(Written tasks):
(A) In the column on Vijay Mallya, what does Mallya own besides breweries?
(B) Set down a passage of the column on Vijay Mallya word for word. Begin at the words "Let me count" and stop after "calendar as well.".
(C) Take the column on Vijay Mallya further, picking up after its final sentence.
* BEGIN Extract *
Over the last few years, India has seen the rise of who must be, without doubt, the greatest male Indian role model ever. And I say that without too much hyperbole.

Vijay Mallya.

Let me count the ways.

First of all the man owns breweries. He must have fast cars. Mallya owns an F1 team and airlines. (Where he employs many hundreds of cabin crew.) And there’s that Kingfisher Swimsuit calendar as well.

Really. Is there anything that the man does not have?

Many of us spend our entire lives hoping to achieve a mere fraction of what that man has managed to pull off in the last few years. Freelance writers, the rational creatures that we are, harbour no such hope whatsoever.

Our Nobel ambitions, as journalists, are limited to somehow being on the list of the PR firm that sends out free copies of that calendar to the press.

But then I am sure there are those among you with the solid ambition and drive to make those millions and then spend it all on planes, cars, sports team and such like.

I wish all of you the best of luck and hope you appraise, when the time is right, your PR agency of this writer’s coordinates.

Football club, for a price

Yet for the rest of us normal human beings, with modest goals in life, all is not lost. I have good news for you. You office-going, 2 BHK buying, package-tour going types can now be little sports tycoons of your own.
* END Extract *
* BEGIN Collected material *
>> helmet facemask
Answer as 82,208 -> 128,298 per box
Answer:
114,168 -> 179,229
* END Collected material *
(Task responses):
(A) An F1 team and airlines.

(B)
Let me count the ways.

First of all the man owns breweries. He must have fast cars. Mallya owns an F1 team and airlines. (Where he employs many hundreds of cabin crew.) And there’s that Kingfisher Swimsuit calendar as well.

(C)
Own teams, choose managers, buy expensive sportspeople to play for your team and so on.

Well, in a manner of speaking.

Earlier last week, there was some news about Liverpool Football Club that should make a lot of you eager sports investors with shallow pockets very, very happy indeed.

It has been no secret that loyal Liverpool fans detest the American owners of the club. Liverpool, one of the greatest and most famous clubs in English football, are currently owned by George N. Gillet Jr. and Tom Hicks.

Incidentally, both Gillet and Hicks are pretty interesting characters themselves. The former made his millions in business, including ski resorts and junk bonds. Tom Hicks is an ex-leveraged buyout hawk with a reported $1.3 billion in the bank.

Recently both gentlemen refinanced the club to the tune of £350 million with over a hundred million tied up as debt funding on the club.

Fans are not pleased with this. Many expect that this will lead to rising ticket prices in the future as the club struggles to pay back debt. And this displeasure is not particularly discreet.

At a recent match, fans publicly asked for the owners to sell the club to the DIC group from Dubai. (Strange bedfellows, if you ask me.)

When the owners refused to sell out, the fans decided to make a bid for the club themselves. How do they plan to do it? Using the Internet, of course.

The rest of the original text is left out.